**The data:**
╔══

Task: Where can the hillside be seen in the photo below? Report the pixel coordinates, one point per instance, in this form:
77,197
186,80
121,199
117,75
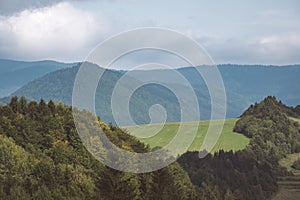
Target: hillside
247,83
228,140
244,85
42,157
14,74
58,86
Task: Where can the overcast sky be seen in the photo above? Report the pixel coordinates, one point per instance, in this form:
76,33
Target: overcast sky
231,31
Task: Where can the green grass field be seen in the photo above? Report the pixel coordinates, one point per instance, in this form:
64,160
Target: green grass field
288,161
228,140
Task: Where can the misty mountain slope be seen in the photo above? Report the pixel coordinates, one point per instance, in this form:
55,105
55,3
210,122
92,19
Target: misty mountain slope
243,85
249,83
14,74
58,86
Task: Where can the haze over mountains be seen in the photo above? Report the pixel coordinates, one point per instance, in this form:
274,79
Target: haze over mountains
244,84
14,74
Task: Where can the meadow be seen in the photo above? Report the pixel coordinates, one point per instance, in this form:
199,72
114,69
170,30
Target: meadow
227,141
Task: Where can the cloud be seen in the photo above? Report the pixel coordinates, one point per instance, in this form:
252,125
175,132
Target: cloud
61,32
9,7
270,49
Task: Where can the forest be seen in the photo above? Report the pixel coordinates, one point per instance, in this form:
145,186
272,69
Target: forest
42,157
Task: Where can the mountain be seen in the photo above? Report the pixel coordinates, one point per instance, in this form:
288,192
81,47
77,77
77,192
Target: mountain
250,82
58,86
43,157
14,74
244,85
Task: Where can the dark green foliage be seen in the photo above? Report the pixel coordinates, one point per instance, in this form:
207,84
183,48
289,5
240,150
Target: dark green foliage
296,164
274,134
228,175
250,173
42,157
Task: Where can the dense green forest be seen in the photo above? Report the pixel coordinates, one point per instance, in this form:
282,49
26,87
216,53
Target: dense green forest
250,173
42,157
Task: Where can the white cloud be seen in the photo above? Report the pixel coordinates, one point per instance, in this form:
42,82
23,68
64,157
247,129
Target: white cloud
270,49
60,31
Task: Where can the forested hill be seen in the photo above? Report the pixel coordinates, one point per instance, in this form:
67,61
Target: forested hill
15,74
250,173
42,157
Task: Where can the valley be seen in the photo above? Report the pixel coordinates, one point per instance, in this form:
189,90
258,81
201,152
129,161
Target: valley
227,141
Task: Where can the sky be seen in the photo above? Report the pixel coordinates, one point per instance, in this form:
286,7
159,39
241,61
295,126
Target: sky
231,31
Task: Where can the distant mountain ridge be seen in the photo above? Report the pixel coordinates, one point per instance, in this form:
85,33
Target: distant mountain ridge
244,84
15,74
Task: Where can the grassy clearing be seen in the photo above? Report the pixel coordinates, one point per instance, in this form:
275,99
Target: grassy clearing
288,161
228,140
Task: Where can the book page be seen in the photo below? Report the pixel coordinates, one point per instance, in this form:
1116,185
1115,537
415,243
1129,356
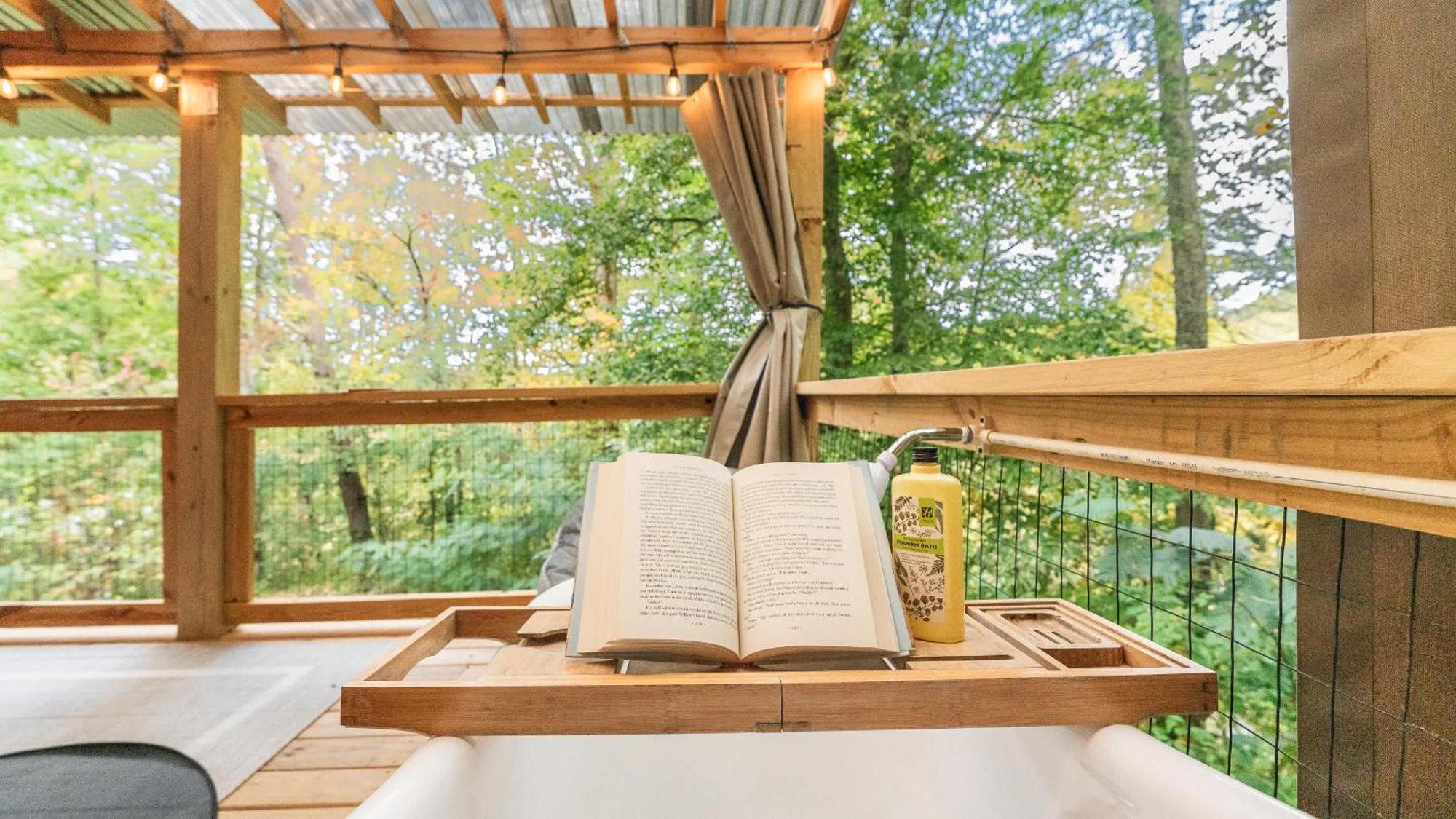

╚══

**Problem requirements:** Copy the listing above exactly, minus the pictures.

**Task answer:**
Task: Where can the hillside be seen in the photo below? Report the pixel coordinates, one point per instance, in this form:
77,197
186,80
121,199
117,75
Target: hillside
247,83
228,140
244,85
42,157
14,74
58,86
Task: Where can the overcast sky be seen in the photo above? Report the pixel coordinates, one point per instance, in this form:
76,33
Target: overcast sky
231,31
Task: Where can the green grass field be seen in the photo above? Report the pixel coordinates, one point per instance, in this form:
64,160
Target: green grass field
288,161
228,140
Task: Where can the misty mountain slope be seen in the photo above? Report the pixel coordinates, one point per instance, in this form:
55,105
55,3
210,122
92,19
Target: misty mountain slope
243,85
249,83
14,74
58,86
Task: Where can the haze over mountains be seen in the photo above? Report the pixel coordinates, one point per instance, in this form:
274,79
Target: haze over mountains
244,84
14,74
Task: Where can the meadow be seen in the photo above? Report the pixel coordinates, one point per instance, in this form:
199,72
114,69
170,30
Target: meadow
227,141
Task: Where can the cloud be seen in the photo above? Report the pixel coordinates, one point per instance, in this form:
252,125
175,132
Target: cloud
61,32
9,7
270,49
Task: Where can the forest be seen in the photo above? Report the pixel coordinates, one point per instance, in this form:
145,186
272,69
Target: forest
42,157
Task: Where can the mountain be seen in the photo above? Report the pixel coordinates, one point per instance, in this form:
288,192
81,47
77,77
77,192
Target: mountain
250,82
58,86
43,157
14,74
244,85
Task: Where can the dark green foliage be seen in the photo above? Report the pixel coordinates, one point per instance, in this form:
207,84
183,48
289,5
240,150
Target: dark green foliage
296,164
274,134
228,175
250,173
42,157
Task: Where can the dense green forest be seen in the photo above? Report the pixel coordinates, one point per instance, in this form:
282,49
26,87
216,53
Target: dense green forest
250,173
42,157
Task: Where can the white cloud be seen in the photo above? Report the pixel coordinates, one point per instance, in this form:
42,82
23,68
64,157
247,129
Target: white cloud
270,49
60,31
Task: Where can the forested hill be seen in the photo above? Report the pixel coordinates, one point per instance, in this form:
67,61
Target: forested hill
15,74
250,173
42,157
Task: Where can the valley be seen in the photo above? Report the pixel coordinates, one point per instance, in this form:
189,90
258,81
201,152
129,161
Target: valley
227,141
Task: Where can the sky be seen in the photo above? Report the pixel coordinates, one point per instance, in this form:
286,7
159,39
241,61
295,126
Target: sky
231,31
Task: Where can the distant mountain ridge be seen in the photo above? Report the pixel coordinates, one point per instance, in this form:
85,33
Target: distant mountain ridge
244,84
15,74
Task: Where can the grassy clearing be seen in the photo above? Report the pixel coordinates, one point per instance, in this form:
275,99
Target: grassy clearing
288,161
228,140
Task: Where can the book page be seen in the photo below? Report the pixel coordinates, one point per instance, in this form:
1116,185
1115,537
415,243
1129,356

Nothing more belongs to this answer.